Work task:
Go through the listing and retype each line exactly.

━━━━━━━━━━━━━━━━

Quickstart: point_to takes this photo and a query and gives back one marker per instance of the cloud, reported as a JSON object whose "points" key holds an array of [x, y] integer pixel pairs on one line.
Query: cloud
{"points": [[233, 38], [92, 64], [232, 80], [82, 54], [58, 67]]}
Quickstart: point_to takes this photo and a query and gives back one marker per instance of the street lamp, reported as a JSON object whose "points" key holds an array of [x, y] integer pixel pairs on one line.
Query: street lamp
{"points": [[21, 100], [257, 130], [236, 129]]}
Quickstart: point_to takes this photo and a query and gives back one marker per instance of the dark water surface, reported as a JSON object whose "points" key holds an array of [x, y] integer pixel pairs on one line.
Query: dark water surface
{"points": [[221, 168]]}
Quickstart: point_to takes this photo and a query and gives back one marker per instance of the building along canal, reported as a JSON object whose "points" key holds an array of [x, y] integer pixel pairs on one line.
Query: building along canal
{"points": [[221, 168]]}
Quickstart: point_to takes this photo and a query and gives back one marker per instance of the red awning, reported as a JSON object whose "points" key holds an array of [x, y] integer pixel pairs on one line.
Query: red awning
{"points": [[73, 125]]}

━━━━━━━━━━━━━━━━

Output of the task:
Quickstart: point_to takes this photo and a query and gives back one marker per instance of the cloud, reported as a JSON object whose "points" key holds an array of [x, y] integer pixel pairs on one line.
Query: cloud
{"points": [[233, 38], [92, 64], [232, 80], [82, 54], [58, 67]]}
Quickstart: point_to takes this photo and a query and gives back one marker per instance of the street lamp, reported as a JSON object whose "points" key holds an array of [x, y] integer pixel pairs on one line.
Query: street lamp
{"points": [[21, 100], [257, 130], [236, 129]]}
Quickstart: point_to takes this photo and a query and gives back one marker per instance of the dark water surface, reported as a JSON object whose "points" key holds an array of [x, y] integer pixel pairs on one line.
Query: dark water surface
{"points": [[221, 168]]}
Quickstart: point_to takes this photo and a query and gives back one marker per instance of the building along canal, reported as a JSON object whose "points" key holds an array of [x, y] integer pixel pairs on one line.
Query: building along canal
{"points": [[221, 168]]}
Quickstart: point_to takes this photo and a query and gives back one marker per instance of the red awning, reported as a JSON object whose "points" key holds an array of [x, y] integer pixel pairs on one line.
Query: red awning
{"points": [[73, 125]]}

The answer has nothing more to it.